### [Document]
Partageant ses ateliers entre Genève et Dakar, l’artiste sénégalais Omar Ba transpose en de chatoyantes compositions oniriques ses questionnements et ses inquiétudes sur l’état du monde. Exposées dans les musées et les galeries du monde entier, ses oeuvres connaissent un engouement grandissant auprès des collectionneurs.
De sa haute stature, Omar Ba nous accueille avec un large sourire dans les locaux de la Galerie Templon, qui lui consacre une magnifique exposition dans sa succursale de Bruxelles. Sous le titre un brin énigmatique d’Anomalies, s’y étale une inquiétante procession de chefs d’état imaginaires, créatures imposantes et cravatées semblant gangrénés par une animalité féroce. Car sous l’apparente douceur de la palette (dont ce « bleu onusien » qui est l’une de ses signatures), l’on devine les obsessions de cet artiste tiraillé entre deux mondes : son Afrique natale où demeure l’essentiel de sa famille, et cette Suisse qui l’a accueilli en 2003 pour parfaire sa formation picturale à La Haute école d’art et de design de Genève, et lui a ouvert les portes du marché de l’art et des collectionneurs. Son talent singulier sera en effet très vite repéré par le galeriste Guy Bärtschi, qui lui consacrera une première exposition en 2010…
SOUS UN VOILE DE DOUCEUR, UN DISCOURS FÉROCE…
« Mon installation en Suisse m’a permis de regarder l’Afrique avec davantage de recul et a joué un rôle de catalyseur en m’offrant des possibilités technologiques infinies. Abandonnant l’abstraction, que j’avais expérimentée à l’École nationale des beaux-Arts de Dakar, je suis passé à une écriture figurative, en élaborant une mythologie et une grammaire qui me sont propres », explique ainsi Omar Ba avec une sincérité déconcertante.
S’immerger dans l’une des compositions oniriques et vaguement inquiétantes du peintre provoque, il est vrai, un choc émotionnel que l’on n’est pas prêt d’oublier. Dans un foisonnement de textures et de couleurs d’une sophistication extrême, Omar Ba brosse ainsi des scènes dont l’apparente séduction visuelle dissimule des messages d’une violence inouïe. Dans ces théâtres hantés par des ty-rans corrompus aux allures de vautours, l’artiste dénonce au scalpel les dérives autoritaires et maffieuses de despotes croulant sous le poids de médailles imaginaires, s’insurge contre leur mauvaise gestion en temps de crise économique et sanitaire. Mais s’il traite de thèmes aussi peu aimables que le chaos, la destruction ou la dictature, l’artiste drape son discours politique d’un voile de poésie grâce à un langage pictural dont la préciosité et la virtuosité laissent pantois. « Un jour, je n’avais plus assez de peinture à ma disposition. J’ai donc utilisé le peu de pigments qu’il me restait pour les étaler et j’ai obtenu ce traitement de plumage duveteux et soyeux qui m’a paru, une fois sec, très intéressant. Au-delà de sa beauté, cet effet visuel me permet en effet d’atténuer la brutalité de mes scènes, de faire passer en douceur mon message politique », explique-t-il ainsi.

### [Extrait des données]
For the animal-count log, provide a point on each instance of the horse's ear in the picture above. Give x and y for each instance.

### [Consigne]
Répondez aux questions suivantes à partir du document.
1. En quelle année Omar Ba a-t-il été accueilli en Suisse ?
2. Sous quel titre la Galerie Templon de Bruxelles présente-t-elle son exposition ?
3. Quelle approche picturale Omar Ba avait-il expérimentée à l'École nationale des beaux-Arts de Dakar avant de passer à une écriture figurative ?

### [Corrigé]
1. En 2003.
2. Anomalies.
3. L'abstraction.